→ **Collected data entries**
=-=-=-=-=
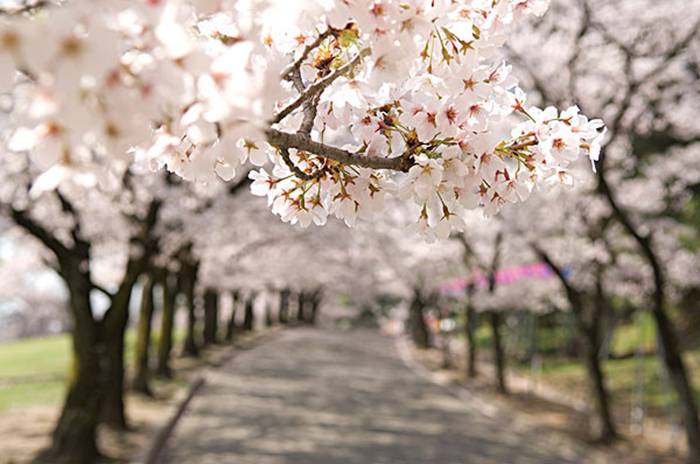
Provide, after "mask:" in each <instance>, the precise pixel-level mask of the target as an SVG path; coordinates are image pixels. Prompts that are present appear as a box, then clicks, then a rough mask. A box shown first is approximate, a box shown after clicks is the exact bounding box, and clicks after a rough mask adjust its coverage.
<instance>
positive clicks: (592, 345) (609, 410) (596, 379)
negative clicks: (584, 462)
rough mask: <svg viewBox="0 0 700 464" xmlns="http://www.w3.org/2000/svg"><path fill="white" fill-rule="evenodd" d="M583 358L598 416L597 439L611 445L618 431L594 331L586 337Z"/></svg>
mask: <svg viewBox="0 0 700 464" xmlns="http://www.w3.org/2000/svg"><path fill="white" fill-rule="evenodd" d="M582 338H584V346H583V350H582V351H583V356H584V363H585V365H586V370H587V371H588V379H589V382H590V388H591V394H592V395H593V398H595V405H596V412H597V416H598V422H599V424H598V427H597V428H598V430H597V432H595V435H597V436H596V439H597V440H598V441H600V442H602V443H610V442H612V441H614V440H615V438H616V437H617V431H616V430H615V425H614V422H613V420H612V415H611V413H610V395H609V394H608V390H607V388H606V387H605V379H604V376H603V369H602V366H601V365H600V357H599V352H600V350H599V346H600V343H599V341H598V340H599V337H598V336H597V335H596V334H595V333H593V331H587V333H586V334H585V336H584V337H582Z"/></svg>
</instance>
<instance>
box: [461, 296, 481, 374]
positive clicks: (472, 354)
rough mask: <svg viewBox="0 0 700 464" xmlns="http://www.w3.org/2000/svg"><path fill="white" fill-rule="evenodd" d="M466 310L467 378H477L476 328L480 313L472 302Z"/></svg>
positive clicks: (469, 304)
mask: <svg viewBox="0 0 700 464" xmlns="http://www.w3.org/2000/svg"><path fill="white" fill-rule="evenodd" d="M466 312H467V314H466V320H465V321H464V336H465V339H466V341H467V343H466V347H467V353H466V354H467V357H466V359H467V378H468V379H475V378H476V376H477V375H478V372H477V369H476V350H477V348H476V328H477V325H478V321H477V317H478V315H477V313H476V311H475V310H474V307H473V306H472V304H471V302H468V303H467V311H466Z"/></svg>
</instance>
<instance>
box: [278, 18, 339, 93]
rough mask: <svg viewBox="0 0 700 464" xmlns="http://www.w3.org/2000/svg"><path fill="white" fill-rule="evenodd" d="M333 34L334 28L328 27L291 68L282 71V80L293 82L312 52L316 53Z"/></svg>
mask: <svg viewBox="0 0 700 464" xmlns="http://www.w3.org/2000/svg"><path fill="white" fill-rule="evenodd" d="M332 33H333V28H331V27H330V26H328V29H326V30H325V31H324V32H322V33H321V34H319V36H318V37H316V40H314V41H313V42H312V43H310V44H309V45H307V46H306V48H304V51H303V52H302V53H301V56H299V58H297V59H296V60H295V61H294V62H293V63H291V64H290V65H289V66H287V67H286V68H285V69H284V70H283V71H282V79H284V80H293V79H294V77H293V75H294V74H295V73H296V72H298V71H299V70H300V69H301V65H302V64H303V63H304V61H306V59H307V58H308V57H309V54H310V53H311V52H312V51H314V50H315V49H316V48H318V46H319V45H321V43H322V42H323V41H324V40H326V38H328V37H329V36H330V35H331V34H332Z"/></svg>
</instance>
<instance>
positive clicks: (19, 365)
mask: <svg viewBox="0 0 700 464" xmlns="http://www.w3.org/2000/svg"><path fill="white" fill-rule="evenodd" d="M183 337H184V333H183V332H182V331H176V332H175V344H176V346H177V345H178V344H179V341H180V340H181V339H182V338H183ZM135 338H136V337H135V333H134V331H133V330H129V331H127V334H126V353H125V356H126V363H127V367H128V366H129V365H130V364H131V363H132V359H133V351H134V346H135V342H136V339H135ZM70 343H71V342H70V336H69V335H67V334H61V335H52V336H48V337H37V338H28V339H24V340H17V341H12V342H7V343H0V412H2V411H4V410H7V409H10V408H15V407H22V406H29V405H46V404H56V403H59V402H60V401H61V400H62V399H63V395H64V391H65V383H66V376H67V373H68V368H69V366H70V362H71V353H70ZM153 343H154V344H155V343H157V334H156V337H155V338H154V341H153ZM154 346H155V345H154Z"/></svg>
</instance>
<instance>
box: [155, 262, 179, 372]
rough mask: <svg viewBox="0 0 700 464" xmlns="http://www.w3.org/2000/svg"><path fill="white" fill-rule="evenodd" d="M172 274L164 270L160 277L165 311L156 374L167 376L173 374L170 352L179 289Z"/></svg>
mask: <svg viewBox="0 0 700 464" xmlns="http://www.w3.org/2000/svg"><path fill="white" fill-rule="evenodd" d="M170 280H172V276H170V275H169V273H168V272H167V271H166V272H163V274H162V277H161V279H160V286H161V289H162V291H163V312H162V315H161V321H160V337H159V338H158V365H157V367H156V375H159V376H161V377H165V378H171V377H172V376H173V372H172V369H171V367H170V354H171V352H172V349H173V329H174V327H175V300H176V299H177V289H176V288H175V285H173V284H172V282H170Z"/></svg>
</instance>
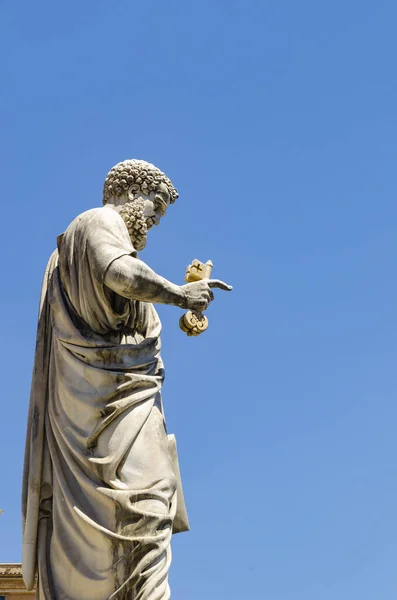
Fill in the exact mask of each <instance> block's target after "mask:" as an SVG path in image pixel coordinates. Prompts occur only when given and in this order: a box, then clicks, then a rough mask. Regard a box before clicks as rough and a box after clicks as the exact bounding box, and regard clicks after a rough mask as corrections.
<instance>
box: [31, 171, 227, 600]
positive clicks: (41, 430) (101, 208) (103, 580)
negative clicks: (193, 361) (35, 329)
mask: <svg viewBox="0 0 397 600" xmlns="http://www.w3.org/2000/svg"><path fill="white" fill-rule="evenodd" d="M177 197H178V194H177V191H176V189H175V188H174V186H173V185H172V183H171V181H170V180H169V179H168V177H166V176H165V175H164V173H162V172H161V171H160V170H159V169H157V168H156V167H154V166H153V165H151V164H150V163H147V162H144V161H138V160H127V161H124V162H122V163H120V164H118V165H116V166H115V167H113V168H112V169H111V171H110V172H109V174H108V176H107V178H106V181H105V185H104V194H103V204H104V206H103V207H102V208H94V209H92V210H88V211H87V212H85V213H83V214H81V215H79V216H78V217H77V218H76V219H75V220H74V221H73V222H72V223H71V224H70V225H69V227H68V228H67V229H66V231H65V233H64V234H63V235H61V236H59V238H58V244H57V246H58V247H57V249H56V250H55V251H54V253H53V254H52V256H51V258H50V260H49V263H48V265H47V269H46V272H45V276H44V282H43V289H42V295H41V303H40V314H39V324H38V333H37V345H36V355H35V365H34V372H33V380H32V390H31V401H30V411H29V420H28V432H27V442H26V456H25V470H24V482H23V538H24V539H23V573H24V579H25V583H26V586H27V588H28V589H31V588H32V587H33V586H34V584H35V577H36V574H37V575H38V579H37V581H38V583H37V596H36V598H38V599H39V600H66V599H67V600H111V599H112V600H132V599H134V600H166V599H168V598H169V597H170V591H169V586H168V570H169V565H170V560H171V552H170V539H171V535H172V533H173V532H178V531H184V530H187V529H188V522H187V516H186V513H185V510H184V502H183V495H182V489H181V485H180V481H179V472H178V461H177V457H176V448H175V442H174V438H173V436H168V435H167V433H166V429H165V423H164V415H163V407H162V401H161V387H162V382H163V378H164V369H163V364H162V361H161V357H160V330H161V324H160V321H159V318H158V316H157V313H156V311H155V309H154V307H153V304H152V303H157V302H158V303H165V304H172V305H174V306H178V307H180V308H184V309H186V308H187V309H192V310H200V311H202V310H204V309H206V308H207V306H208V305H209V303H210V302H211V301H212V300H213V293H212V289H211V288H221V289H224V290H228V289H231V288H230V287H229V286H227V285H226V284H225V283H223V282H221V281H217V280H203V281H198V282H194V283H189V284H186V285H182V286H179V285H176V284H174V283H171V282H170V281H167V280H166V279H164V278H163V277H161V276H159V275H157V274H156V273H155V272H154V271H153V270H152V269H150V267H148V266H147V265H146V264H145V263H144V262H142V261H141V260H140V259H139V258H138V254H137V252H138V251H139V250H141V249H142V248H144V246H145V243H146V235H147V231H148V229H150V228H151V227H152V225H158V224H159V222H160V219H161V218H162V217H163V216H164V214H165V212H166V210H167V208H168V206H169V205H170V204H171V203H173V202H175V200H176V198H177Z"/></svg>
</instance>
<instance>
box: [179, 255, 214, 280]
mask: <svg viewBox="0 0 397 600" xmlns="http://www.w3.org/2000/svg"><path fill="white" fill-rule="evenodd" d="M213 266H214V265H213V264H212V260H207V262H206V263H202V262H201V261H200V260H197V258H195V259H194V260H193V261H192V264H191V265H188V267H187V269H186V273H185V281H186V282H187V283H191V282H192V281H200V280H201V279H209V278H210V277H211V273H212V267H213Z"/></svg>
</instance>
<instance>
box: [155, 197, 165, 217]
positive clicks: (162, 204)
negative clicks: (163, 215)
mask: <svg viewBox="0 0 397 600" xmlns="http://www.w3.org/2000/svg"><path fill="white" fill-rule="evenodd" d="M154 207H155V209H156V210H158V211H159V212H160V213H161V214H163V215H164V214H165V211H166V210H167V203H166V202H165V201H164V200H163V198H162V197H161V196H155V198H154Z"/></svg>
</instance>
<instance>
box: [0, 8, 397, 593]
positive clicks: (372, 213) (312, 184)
mask: <svg viewBox="0 0 397 600" xmlns="http://www.w3.org/2000/svg"><path fill="white" fill-rule="evenodd" d="M396 30H397V4H396V3H395V1H392V0H377V1H376V2H375V1H371V2H370V1H368V0H361V1H358V0H343V1H342V0H334V1H333V2H319V1H318V0H300V1H297V0H295V1H293V0H278V1H277V2H276V1H275V0H273V2H267V1H260V0H246V1H245V2H242V1H241V0H238V1H237V0H201V2H200V3H197V2H186V0H184V1H182V0H167V1H159V0H154V1H152V2H133V1H132V0H129V1H127V0H114V1H113V2H111V1H110V0H84V1H79V2H78V1H77V0H70V1H69V2H54V1H50V0H41V1H39V2H30V1H28V0H1V2H0V52H1V57H2V58H1V73H0V81H1V84H2V85H1V87H2V91H1V95H0V129H1V141H0V150H1V172H2V175H1V177H2V186H1V195H2V215H3V216H2V236H1V244H2V247H1V256H2V261H1V280H2V294H1V308H2V310H1V317H2V325H1V331H2V343H1V346H0V348H1V365H2V394H1V395H2V402H1V431H0V434H1V435H0V465H1V466H0V481H1V483H0V485H1V490H0V508H3V509H4V513H3V514H2V515H1V517H0V538H1V543H0V561H3V562H7V561H19V560H20V487H21V483H20V482H21V469H22V460H23V447H24V437H25V422H26V414H27V406H28V396H29V387H30V374H31V368H32V361H33V352H34V344H35V330H36V317H37V307H38V298H39V291H40V285H41V278H42V274H43V269H44V267H45V264H46V261H47V258H48V256H49V254H50V253H51V251H52V249H53V247H54V244H55V238H56V236H57V235H58V234H59V233H60V232H62V231H63V230H64V228H65V227H66V226H67V225H68V223H69V222H70V221H71V220H72V219H73V218H74V217H75V216H76V215H77V214H78V213H80V212H82V211H84V210H86V209H88V208H91V207H94V206H97V205H99V204H100V202H101V188H102V184H103V179H104V177H105V175H106V173H107V171H108V169H109V168H110V167H111V166H113V165H114V164H115V163H117V162H118V161H119V160H123V159H125V158H132V157H136V158H144V159H147V160H150V161H152V162H154V163H155V164H157V165H158V166H159V167H160V168H162V169H163V170H165V171H166V173H167V174H168V175H169V176H170V177H171V179H172V180H173V182H174V183H175V185H176V186H177V187H178V188H179V190H180V199H179V200H178V201H177V203H176V204H175V205H174V206H173V207H171V209H170V210H169V211H168V213H167V217H166V219H165V220H164V221H163V223H162V226H161V227H160V228H159V229H155V230H153V231H152V232H150V237H149V244H148V248H147V249H146V250H145V251H144V253H143V254H142V258H143V259H144V260H146V261H147V262H148V263H149V264H150V265H151V266H152V267H153V268H154V269H155V270H157V271H158V272H159V273H161V274H162V275H164V276H166V277H168V278H169V279H172V280H173V281H176V282H178V281H179V282H182V278H183V273H184V270H185V267H186V264H187V263H188V262H190V260H191V259H192V258H194V257H198V258H200V259H202V260H207V259H208V258H211V259H212V260H213V262H214V265H215V269H214V276H219V277H220V278H223V279H225V280H226V281H228V282H230V283H232V284H233V285H234V291H233V292H232V293H231V294H226V293H222V292H218V293H217V298H216V301H215V302H214V303H213V305H212V306H211V308H210V310H209V313H208V316H209V318H210V328H209V330H208V332H207V333H206V334H205V335H203V336H202V337H201V338H197V339H189V338H187V337H185V336H184V334H182V332H181V331H180V330H179V328H178V318H179V314H180V312H179V311H178V310H177V309H174V308H170V307H160V309H159V312H160V315H161V317H162V320H163V326H164V335H163V348H164V352H163V354H164V360H165V363H166V367H167V369H168V371H167V380H166V384H165V388H164V402H165V408H166V415H167V421H168V428H169V430H170V431H172V432H175V433H176V435H177V439H178V445H179V452H180V461H181V468H182V471H183V477H184V486H185V495H186V500H187V504H188V509H189V514H190V521H191V532H190V533H188V534H183V535H180V536H176V537H175V538H174V542H173V555H174V560H173V566H172V571H171V585H172V591H173V596H172V598H173V600H203V598H205V600H237V599H239V600H241V599H243V600H245V599H252V600H257V599H258V600H262V599H263V600H356V599H357V600H395V598H396V597H397V576H396V557H397V519H396V506H397V479H396V418H397V409H396V393H397V382H396V362H397V326H396V306H397V280H396V250H397V245H396V230H397V203H396V196H397V183H396V158H397V118H396V117H397V112H396V107H397V83H396V81H397V80H396V53H397V42H396Z"/></svg>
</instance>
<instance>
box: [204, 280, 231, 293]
mask: <svg viewBox="0 0 397 600" xmlns="http://www.w3.org/2000/svg"><path fill="white" fill-rule="evenodd" d="M207 284H208V286H209V287H211V288H218V289H220V290H225V292H230V291H231V290H232V289H233V287H232V286H231V285H228V284H227V283H225V282H224V281H221V280H220V279H209V280H208V281H207Z"/></svg>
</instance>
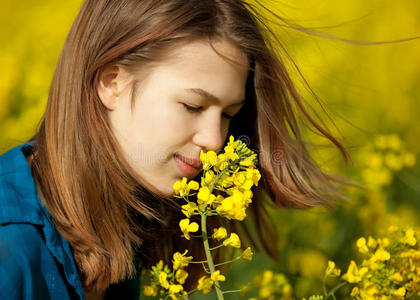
=-=-=-=-=
→ **EXERCISE**
Only the lines above from the one with "box: [155, 262, 179, 372]" to the one with "positive clicks: (41, 430)" should be printed, both included and exactly as written; no picture belongs in the copy.

→ **REPLY**
box: [155, 262, 179, 372]
rough mask: <svg viewBox="0 0 700 464" xmlns="http://www.w3.org/2000/svg"><path fill="white" fill-rule="evenodd" d="M172 274L164 270L160 277L165 311L156 374L167 376L173 374L170 352L179 289Z"/></svg>
mask: <svg viewBox="0 0 700 464" xmlns="http://www.w3.org/2000/svg"><path fill="white" fill-rule="evenodd" d="M170 280H172V276H170V275H169V273H168V272H167V271H166V272H163V274H162V277H161V279H160V286H161V289H162V291H163V312H162V315H161V321H160V337H159V338H158V365H157V367H156V375H159V376H161V377H165V378H171V377H172V376H173V372H172V369H171V367H170V354H171V352H172V349H173V329H174V327H175V300H176V299H177V289H176V288H175V285H173V284H172V282H170Z"/></svg>
</instance>
Fill in the exact mask of each <instance> block's target after "mask:" as an SVG path in image pixel coordinates. Prompts occur only when given and in this order: a box, then clicks, then a rough mask. Regard a box before clicks as rough and a box after clicks as the exact bounding box, and regard clicks after a rough mask as corrections.
<instance>
box: [31, 171, 227, 600]
positive clicks: (41, 430) (101, 208) (103, 580)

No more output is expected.